* TEXT PASSAGE *
= Beginning of Section =
Phase 3 — VisualObserver + Zoom adapter (milestone: visual_timeline.json)

  • VisualObserver: window-scoped SCStream @3 fps → frames → adapter → release. Background/occluded windows capture fine; detect minimized (and, for Meet, tab-switched) → pause analysis + record a visual_gap, never emit stale frames. Audio keeps recording through gaps.
  • AppAdapter protocol + ZoomAdapter (tile-border cue + OCR names; speaker & gallery layouts).
  • TimelineBuilder: hysteresis, overlap-allowed, merge mic-VAD self spans, alias normalization → visual_timeline.json (+ the flat timeline array form).
  • Offline fixtures: ~30 sample Zoom frames; unit-test/tune thresholds without a live call.
  • Milestone: a real Zoom call yields a visual_timeline.json whose segments visibly match who spoke (incl. the user from mic VAD).

Phase 4 — Remaining adapters (milestone: all four produce timelines)

  • TeamsAdapter, SignalAdapter (a11y names first), MeetAdapter (hybrid: a11y names + Vision cue). Fixtures per app; per-adapter fps/threshold config.
  • Milestone: each app yields a sensible timeline; adapters independently toggleable.

Phase 5 — SparkControl hand-off via label-merge (milestone: end-to-end named transcript)

  • SessionPackager: write session folder; if call > ~3 min, build the chunk plan (~23 min windows) with timeline sliced + rebased to chunk-local seconds.
  • SparkControlClient:
    • Self-signed TLS handling; multipart file; sequential requests.
= End of Section =
* RECORDS PROVIDED *
= Beginning of Section =
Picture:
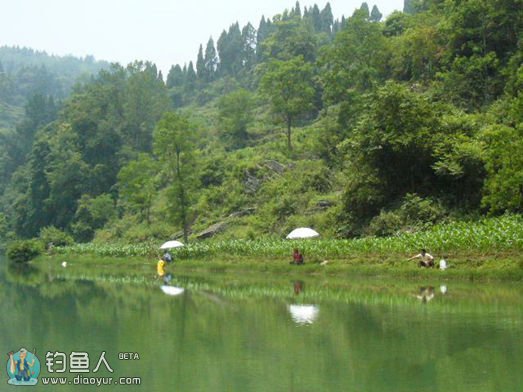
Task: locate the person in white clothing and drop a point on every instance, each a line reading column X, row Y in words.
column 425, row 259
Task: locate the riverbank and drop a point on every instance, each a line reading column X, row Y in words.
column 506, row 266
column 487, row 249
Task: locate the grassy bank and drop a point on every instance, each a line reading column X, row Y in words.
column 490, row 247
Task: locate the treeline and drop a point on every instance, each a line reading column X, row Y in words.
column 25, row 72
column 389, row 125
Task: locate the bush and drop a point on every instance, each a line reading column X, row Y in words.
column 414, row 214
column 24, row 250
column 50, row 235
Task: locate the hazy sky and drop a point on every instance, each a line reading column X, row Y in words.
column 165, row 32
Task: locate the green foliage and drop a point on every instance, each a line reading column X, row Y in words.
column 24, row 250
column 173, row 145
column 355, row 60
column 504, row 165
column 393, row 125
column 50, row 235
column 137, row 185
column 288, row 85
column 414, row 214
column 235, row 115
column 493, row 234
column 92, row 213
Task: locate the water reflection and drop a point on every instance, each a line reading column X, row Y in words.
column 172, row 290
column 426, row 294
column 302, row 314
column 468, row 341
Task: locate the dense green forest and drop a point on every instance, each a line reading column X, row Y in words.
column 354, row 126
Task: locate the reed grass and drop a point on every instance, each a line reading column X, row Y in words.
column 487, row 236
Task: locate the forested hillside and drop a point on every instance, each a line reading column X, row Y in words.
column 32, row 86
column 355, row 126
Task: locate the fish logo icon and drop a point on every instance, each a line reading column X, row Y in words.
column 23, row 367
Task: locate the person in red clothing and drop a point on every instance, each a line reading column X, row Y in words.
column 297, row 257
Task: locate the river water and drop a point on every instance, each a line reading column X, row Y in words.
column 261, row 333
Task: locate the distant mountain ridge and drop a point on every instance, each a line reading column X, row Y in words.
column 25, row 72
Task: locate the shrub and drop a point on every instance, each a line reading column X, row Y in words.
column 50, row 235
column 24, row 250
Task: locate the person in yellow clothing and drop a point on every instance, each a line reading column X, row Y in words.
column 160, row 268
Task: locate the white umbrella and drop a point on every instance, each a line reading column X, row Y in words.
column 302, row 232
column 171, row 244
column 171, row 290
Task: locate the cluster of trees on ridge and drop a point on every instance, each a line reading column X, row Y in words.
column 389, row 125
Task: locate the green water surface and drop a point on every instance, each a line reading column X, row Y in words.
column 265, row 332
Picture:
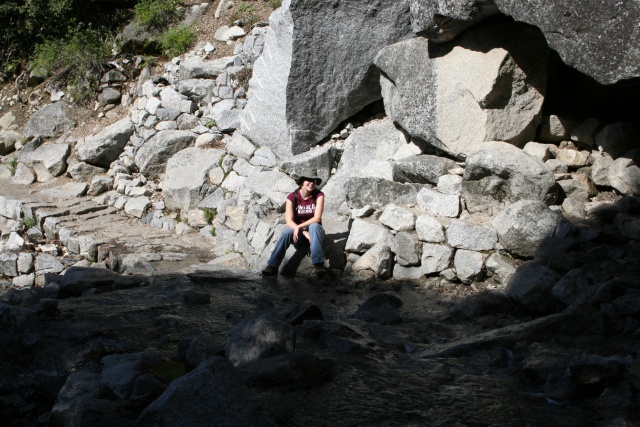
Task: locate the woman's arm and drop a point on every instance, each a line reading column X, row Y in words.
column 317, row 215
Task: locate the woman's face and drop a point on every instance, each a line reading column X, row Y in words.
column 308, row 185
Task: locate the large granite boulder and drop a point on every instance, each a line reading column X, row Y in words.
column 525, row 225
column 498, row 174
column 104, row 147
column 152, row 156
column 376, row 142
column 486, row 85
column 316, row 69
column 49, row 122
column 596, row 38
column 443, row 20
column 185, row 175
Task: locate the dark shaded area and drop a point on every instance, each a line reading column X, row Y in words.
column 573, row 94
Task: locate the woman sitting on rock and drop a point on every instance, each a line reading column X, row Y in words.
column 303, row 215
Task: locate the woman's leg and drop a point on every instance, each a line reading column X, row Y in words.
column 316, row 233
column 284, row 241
= End of Section =
* WORK REQUEST *
Please copy the part of the phase plan above word for word, starting with "Phase 5 — SparkControl" and going on through "to chunk-local seconds.".

* RESPONSE TO THIS TASK *
Phase 5 — SparkControl hand-off via label-merge (milestone: end-to-end named transcript)

  • SessionPackager: write session folder; if call > ~3 min, build the chunk plan (~23 min windows) with timeline sliced + rebased to chunk-local seconds.